TASK GOAL: How many of the lines below contain the string "clicks"? Case counts, so reply with the number only.

Dataset excerpts:
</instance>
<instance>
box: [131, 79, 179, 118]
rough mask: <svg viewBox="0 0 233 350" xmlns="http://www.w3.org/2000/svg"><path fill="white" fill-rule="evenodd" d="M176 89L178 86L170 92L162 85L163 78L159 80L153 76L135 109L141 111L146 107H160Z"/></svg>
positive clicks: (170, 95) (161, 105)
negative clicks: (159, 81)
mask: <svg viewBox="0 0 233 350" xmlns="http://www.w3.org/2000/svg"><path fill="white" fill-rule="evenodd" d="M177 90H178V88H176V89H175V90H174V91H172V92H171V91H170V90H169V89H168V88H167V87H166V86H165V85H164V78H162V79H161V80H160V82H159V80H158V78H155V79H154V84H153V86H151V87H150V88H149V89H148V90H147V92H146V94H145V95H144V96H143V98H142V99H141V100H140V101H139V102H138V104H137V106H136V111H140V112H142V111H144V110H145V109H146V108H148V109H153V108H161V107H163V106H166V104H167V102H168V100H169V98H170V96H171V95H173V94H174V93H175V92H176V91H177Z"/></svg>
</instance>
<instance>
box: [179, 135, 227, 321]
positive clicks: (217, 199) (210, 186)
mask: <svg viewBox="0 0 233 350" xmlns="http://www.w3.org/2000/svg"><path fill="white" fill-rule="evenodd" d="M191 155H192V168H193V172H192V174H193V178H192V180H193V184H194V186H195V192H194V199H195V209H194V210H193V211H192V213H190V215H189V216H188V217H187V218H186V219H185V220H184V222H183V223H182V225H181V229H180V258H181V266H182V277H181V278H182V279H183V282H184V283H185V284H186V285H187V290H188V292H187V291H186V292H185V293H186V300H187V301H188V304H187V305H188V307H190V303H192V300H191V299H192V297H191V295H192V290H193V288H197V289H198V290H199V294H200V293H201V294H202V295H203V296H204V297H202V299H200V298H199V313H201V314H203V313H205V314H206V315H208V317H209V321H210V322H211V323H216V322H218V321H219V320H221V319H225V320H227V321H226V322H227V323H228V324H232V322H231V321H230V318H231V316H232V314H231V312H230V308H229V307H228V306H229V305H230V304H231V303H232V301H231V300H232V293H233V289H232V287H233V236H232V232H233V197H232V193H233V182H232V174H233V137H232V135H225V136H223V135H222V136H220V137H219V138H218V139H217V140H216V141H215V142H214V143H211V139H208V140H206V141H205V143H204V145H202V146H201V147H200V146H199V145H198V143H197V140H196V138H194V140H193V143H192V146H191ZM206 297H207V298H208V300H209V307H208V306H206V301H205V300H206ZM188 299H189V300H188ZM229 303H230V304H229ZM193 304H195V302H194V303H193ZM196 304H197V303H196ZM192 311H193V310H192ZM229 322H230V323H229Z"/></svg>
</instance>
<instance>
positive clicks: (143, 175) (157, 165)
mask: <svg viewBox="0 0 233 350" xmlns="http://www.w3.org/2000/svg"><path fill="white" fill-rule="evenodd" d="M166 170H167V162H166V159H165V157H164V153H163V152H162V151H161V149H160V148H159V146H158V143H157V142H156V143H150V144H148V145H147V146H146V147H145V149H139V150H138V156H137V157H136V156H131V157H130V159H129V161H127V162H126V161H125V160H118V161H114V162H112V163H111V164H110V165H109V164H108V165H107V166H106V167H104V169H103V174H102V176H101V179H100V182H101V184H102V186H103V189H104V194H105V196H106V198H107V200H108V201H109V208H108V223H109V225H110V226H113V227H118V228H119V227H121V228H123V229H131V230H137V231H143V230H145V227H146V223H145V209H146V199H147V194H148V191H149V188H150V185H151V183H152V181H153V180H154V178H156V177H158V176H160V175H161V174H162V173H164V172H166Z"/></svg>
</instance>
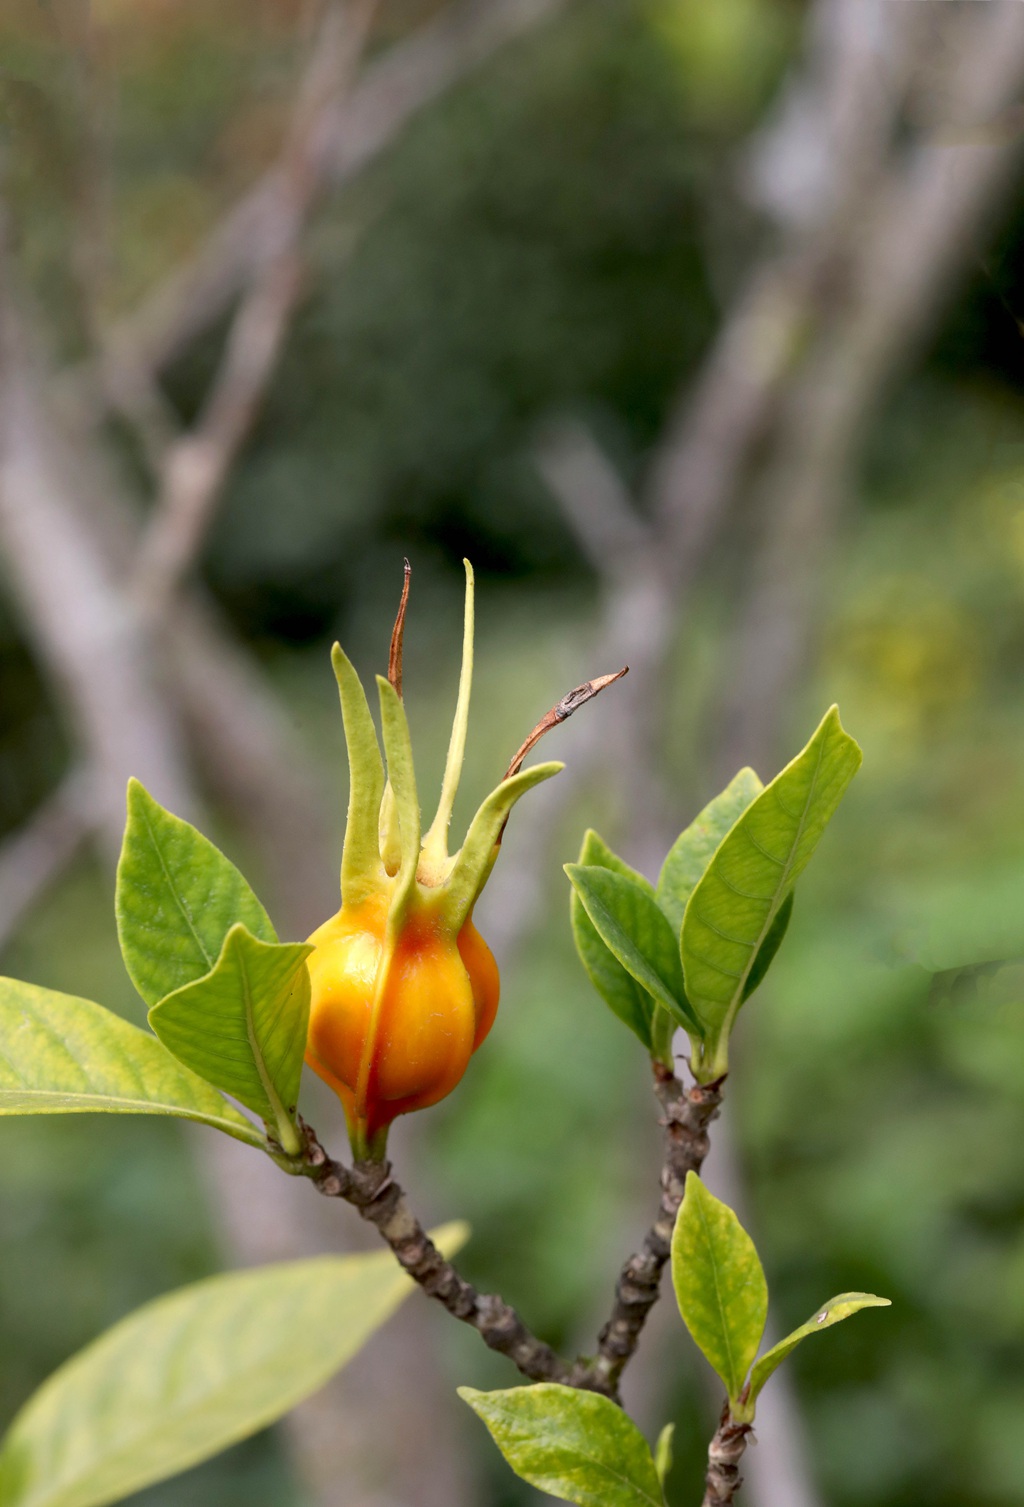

YOUR RESPONSE: 4